[Begin Extracted material]
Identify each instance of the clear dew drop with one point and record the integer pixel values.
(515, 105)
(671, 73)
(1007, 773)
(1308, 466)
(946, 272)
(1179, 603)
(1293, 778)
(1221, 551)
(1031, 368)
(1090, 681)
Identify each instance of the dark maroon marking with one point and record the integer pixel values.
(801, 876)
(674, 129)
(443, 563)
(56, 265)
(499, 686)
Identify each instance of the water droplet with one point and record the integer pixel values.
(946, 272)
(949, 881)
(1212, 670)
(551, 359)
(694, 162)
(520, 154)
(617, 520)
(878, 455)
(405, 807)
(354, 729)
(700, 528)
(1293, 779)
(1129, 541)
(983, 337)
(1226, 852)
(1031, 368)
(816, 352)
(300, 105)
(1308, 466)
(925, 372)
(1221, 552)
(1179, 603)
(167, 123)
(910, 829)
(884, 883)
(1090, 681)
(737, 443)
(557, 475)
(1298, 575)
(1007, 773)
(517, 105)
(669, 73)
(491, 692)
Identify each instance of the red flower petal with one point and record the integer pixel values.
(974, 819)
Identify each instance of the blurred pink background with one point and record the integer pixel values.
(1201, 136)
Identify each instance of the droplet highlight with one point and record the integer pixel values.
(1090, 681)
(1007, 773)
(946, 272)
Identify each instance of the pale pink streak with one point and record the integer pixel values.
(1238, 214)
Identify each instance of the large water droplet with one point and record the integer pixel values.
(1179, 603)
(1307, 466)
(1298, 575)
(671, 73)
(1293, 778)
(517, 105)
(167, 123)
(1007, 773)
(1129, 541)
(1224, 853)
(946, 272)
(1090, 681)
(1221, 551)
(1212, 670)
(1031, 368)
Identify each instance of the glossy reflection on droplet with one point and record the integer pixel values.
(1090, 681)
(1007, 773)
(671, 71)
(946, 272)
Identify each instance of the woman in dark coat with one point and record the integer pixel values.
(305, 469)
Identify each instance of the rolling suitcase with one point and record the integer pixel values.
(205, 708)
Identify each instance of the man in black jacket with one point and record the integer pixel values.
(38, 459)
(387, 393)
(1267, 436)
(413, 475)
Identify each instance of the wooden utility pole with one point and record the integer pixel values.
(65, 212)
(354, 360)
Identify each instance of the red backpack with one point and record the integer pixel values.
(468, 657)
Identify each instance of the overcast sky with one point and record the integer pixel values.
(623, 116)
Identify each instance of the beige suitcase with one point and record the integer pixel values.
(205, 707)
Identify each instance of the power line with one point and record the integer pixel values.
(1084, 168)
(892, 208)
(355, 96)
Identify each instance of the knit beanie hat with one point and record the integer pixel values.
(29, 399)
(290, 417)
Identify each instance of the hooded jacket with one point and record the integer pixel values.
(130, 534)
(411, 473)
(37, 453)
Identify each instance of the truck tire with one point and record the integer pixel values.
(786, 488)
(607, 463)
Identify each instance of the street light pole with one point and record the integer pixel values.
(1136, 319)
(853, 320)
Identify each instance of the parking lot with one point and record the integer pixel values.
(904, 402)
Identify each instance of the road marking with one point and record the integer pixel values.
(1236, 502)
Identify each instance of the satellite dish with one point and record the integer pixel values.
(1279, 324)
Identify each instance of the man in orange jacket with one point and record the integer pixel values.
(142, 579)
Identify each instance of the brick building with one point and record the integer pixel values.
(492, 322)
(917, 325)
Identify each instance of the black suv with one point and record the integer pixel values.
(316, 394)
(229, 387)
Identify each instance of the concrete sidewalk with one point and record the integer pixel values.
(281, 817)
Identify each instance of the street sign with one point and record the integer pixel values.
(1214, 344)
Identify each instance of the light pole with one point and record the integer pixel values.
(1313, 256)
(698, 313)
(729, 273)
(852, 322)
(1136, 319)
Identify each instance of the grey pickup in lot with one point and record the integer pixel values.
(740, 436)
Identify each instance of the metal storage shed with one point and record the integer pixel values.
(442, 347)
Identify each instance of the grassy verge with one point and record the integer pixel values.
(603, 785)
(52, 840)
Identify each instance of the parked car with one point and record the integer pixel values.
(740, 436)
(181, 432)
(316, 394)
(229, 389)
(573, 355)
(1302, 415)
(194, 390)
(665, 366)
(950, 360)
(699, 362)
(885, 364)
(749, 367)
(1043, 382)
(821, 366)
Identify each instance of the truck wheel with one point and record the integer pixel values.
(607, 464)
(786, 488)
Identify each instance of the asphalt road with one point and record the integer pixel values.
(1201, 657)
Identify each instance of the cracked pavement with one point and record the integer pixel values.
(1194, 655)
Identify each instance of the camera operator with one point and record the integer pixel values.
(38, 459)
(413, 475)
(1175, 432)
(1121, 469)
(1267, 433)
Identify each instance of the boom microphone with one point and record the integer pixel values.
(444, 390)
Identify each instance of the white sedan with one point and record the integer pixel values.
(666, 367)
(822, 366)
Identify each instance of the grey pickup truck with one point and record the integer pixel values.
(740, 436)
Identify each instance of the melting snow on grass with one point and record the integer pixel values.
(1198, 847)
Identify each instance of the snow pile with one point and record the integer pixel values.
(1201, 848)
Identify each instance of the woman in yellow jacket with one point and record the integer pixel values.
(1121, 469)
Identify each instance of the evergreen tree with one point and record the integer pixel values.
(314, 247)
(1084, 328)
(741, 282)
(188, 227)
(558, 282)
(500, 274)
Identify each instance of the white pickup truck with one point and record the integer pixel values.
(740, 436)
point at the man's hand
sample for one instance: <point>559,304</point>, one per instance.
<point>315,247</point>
[End Extracted material]
◆ Problem statement
Edit the records above, replacing every "integer pixel values" with "whole-number pixel coordinates" and leaving all other text unchanged.

◆ Response to the task
Identify each instance of the clear dew drop with one point and record the whole-number pixel coordinates.
(515, 105)
(671, 73)
(1007, 773)
(1308, 466)
(946, 272)
(1179, 603)
(1293, 778)
(1221, 551)
(1031, 368)
(1090, 681)
Identify each instance of the dark maroon marking with one point and record the whole-number pixel coordinates.
(801, 876)
(674, 129)
(443, 563)
(56, 265)
(499, 686)
Identify each instance of the water droplet with one point and record the whole-number pixel coordinates.
(946, 272)
(949, 881)
(1212, 670)
(551, 359)
(694, 162)
(520, 154)
(617, 520)
(878, 455)
(405, 807)
(354, 729)
(700, 528)
(1293, 779)
(1129, 541)
(983, 337)
(1226, 852)
(1031, 368)
(816, 352)
(300, 105)
(1308, 466)
(925, 372)
(1221, 552)
(1179, 603)
(167, 123)
(910, 829)
(884, 883)
(1090, 681)
(737, 443)
(557, 475)
(1298, 575)
(1007, 773)
(517, 105)
(669, 73)
(491, 692)
Identify each instance of the red flower petal with one point and record the whole-number pixel coordinates.
(974, 819)
Identify each instance of the blurred pink background with one point and record the whole-number pixel coordinates.
(1201, 136)
Identify each instance of the droplet highlight with one point and record the whole-number pixel coordinates.
(1090, 681)
(1007, 773)
(946, 272)
Identify each instance of the pale pink streak with one point and record the whole-number pixel coordinates.
(1238, 214)
Identify each instance of the large water droplet with one point and record the whole-number pixel coordinates.
(1179, 603)
(1307, 466)
(1298, 575)
(671, 73)
(1293, 778)
(517, 105)
(167, 123)
(1007, 773)
(1129, 541)
(1224, 853)
(946, 272)
(1090, 681)
(1221, 551)
(1212, 670)
(1031, 368)
Identify each instance of the glossy reflection on droplet with one point and record the whole-number pixel coordinates.
(1090, 681)
(1007, 773)
(671, 71)
(946, 272)
Identify each instance of the woman in dark coat with one point and record the whole-number pixel coordinates.
(305, 469)
Identify each instance of the rolling suitcase with one point and record the whole-number pixel coordinates.
(205, 708)
Identify each instance of the man in black jacket with one point and record the whole-number pixel coordinates.
(38, 459)
(387, 393)
(1267, 436)
(413, 475)
Identify each instance of the wooden utility pole with one point and record the whole-number pixel coordinates.
(65, 212)
(354, 360)
Identify each instance of the red backpack with one point and record the whole-number pixel coordinates.
(468, 657)
Identify each instance of the overcast sky with one point and record the whole-number pixel coordinates.
(623, 116)
Identify each instance of the beige suitcase with one point and record the whole-number pixel coordinates.
(205, 707)
Identify each instance of the power line with one point and record the whole-number pixel coordinates.
(1084, 168)
(892, 208)
(355, 96)
Identify each instance of the knit beanie hat with one point and record the whole-number pixel coordinates.
(29, 399)
(290, 417)
Identify each instance of the hooded jacket with one point and record the whole-number pixel coordinates.
(130, 534)
(411, 473)
(37, 453)
Identify each instance of the truck tire with one point and record the whole-number pixel coordinates.
(786, 488)
(607, 463)
Identify each instance of the street light pole with one point and record the whole-number pixel coordinates.
(1136, 319)
(853, 320)
Identify each instance of the parking lot with one point and record the whole-number pixel coordinates.
(904, 402)
Identify each instance of the road marking with one point and record the whole-number pixel coordinates.
(1236, 502)
Identify each instance of the satellite dish with one point and record the whole-number pixel coordinates.
(1279, 324)
Identify each instance of the man in orange jacket with one point and record the whole-number pixel coordinates.
(142, 579)
Identify each instance of the brick building with one point and record the whole-number pixel coordinates.
(492, 322)
(917, 325)
Identify each instance of the black suv with one point and record the whole-number pixel coordinates.
(316, 394)
(229, 387)
Identify each instance of the concrete sidewalk with one point and record the whole-number pixel coordinates.
(281, 817)
Identify each instance of the street sign with one point and record the whole-number pixel coordinates.
(1214, 344)
Identify each instance of the light pole with one point and record the whole-number pixel coordinates.
(1313, 256)
(698, 313)
(729, 273)
(852, 322)
(1136, 319)
Identify each instance of the grey pickup in lot with one point and record the whole-number pixel coordinates.
(740, 436)
Identify each instance of the metal storage shed with one point and record the whole-number pixel coordinates.
(442, 347)
Identify each instance of the grassy verge with one point and record the whole-number pixel coordinates.
(603, 785)
(52, 840)
Identify each instance of the parked car with one point and record the whole-number pixel coordinates.
(740, 436)
(181, 432)
(316, 394)
(229, 389)
(573, 355)
(1302, 415)
(194, 390)
(665, 366)
(950, 360)
(699, 362)
(885, 364)
(749, 367)
(1043, 382)
(821, 366)
Identify each instance of the truck wheel with one point and record the whole-number pixel coordinates.
(607, 464)
(786, 488)
Identify each instance of the asphalt road with one point and record the whole-number pixel coordinates.
(1201, 657)
Identify each instance of the cracked pavement with one point and record the whole-number pixel coordinates.
(1194, 655)
Identify each instance of the camera operator with one point and record the whole-number pixel coordinates.
(38, 459)
(413, 475)
(1175, 432)
(1121, 469)
(1267, 433)
Identify each instance of the boom microphone with one point and record the whole-number pixel coordinates.
(444, 390)
Identify each instance of the white sedan with one point and record the whole-number pixel coordinates.
(666, 367)
(822, 366)
Identify each instance of the grey pickup truck with one point and record the whole-number pixel coordinates.
(740, 436)
Identify each instance of the melting snow on grass with one point and record the whole-number pixel coordinates.
(1198, 847)
Identify each instance of the snow pile with one point and record the whole-number pixel coordinates.
(1201, 848)
Identify each instance of the woman in yellow jacket with one point and record the whole-number pixel coordinates.
(1121, 469)
Identify each instance of the evergreen tree with one point and record the whole-number pixel coordinates.
(314, 247)
(1084, 328)
(741, 282)
(188, 227)
(558, 282)
(500, 274)
Identify each instance of the white pickup truck with one point and record the whole-number pixel coordinates.
(740, 436)
point at the man's hand
sample for one instance: <point>559,304</point>, one per instance.
<point>315,247</point>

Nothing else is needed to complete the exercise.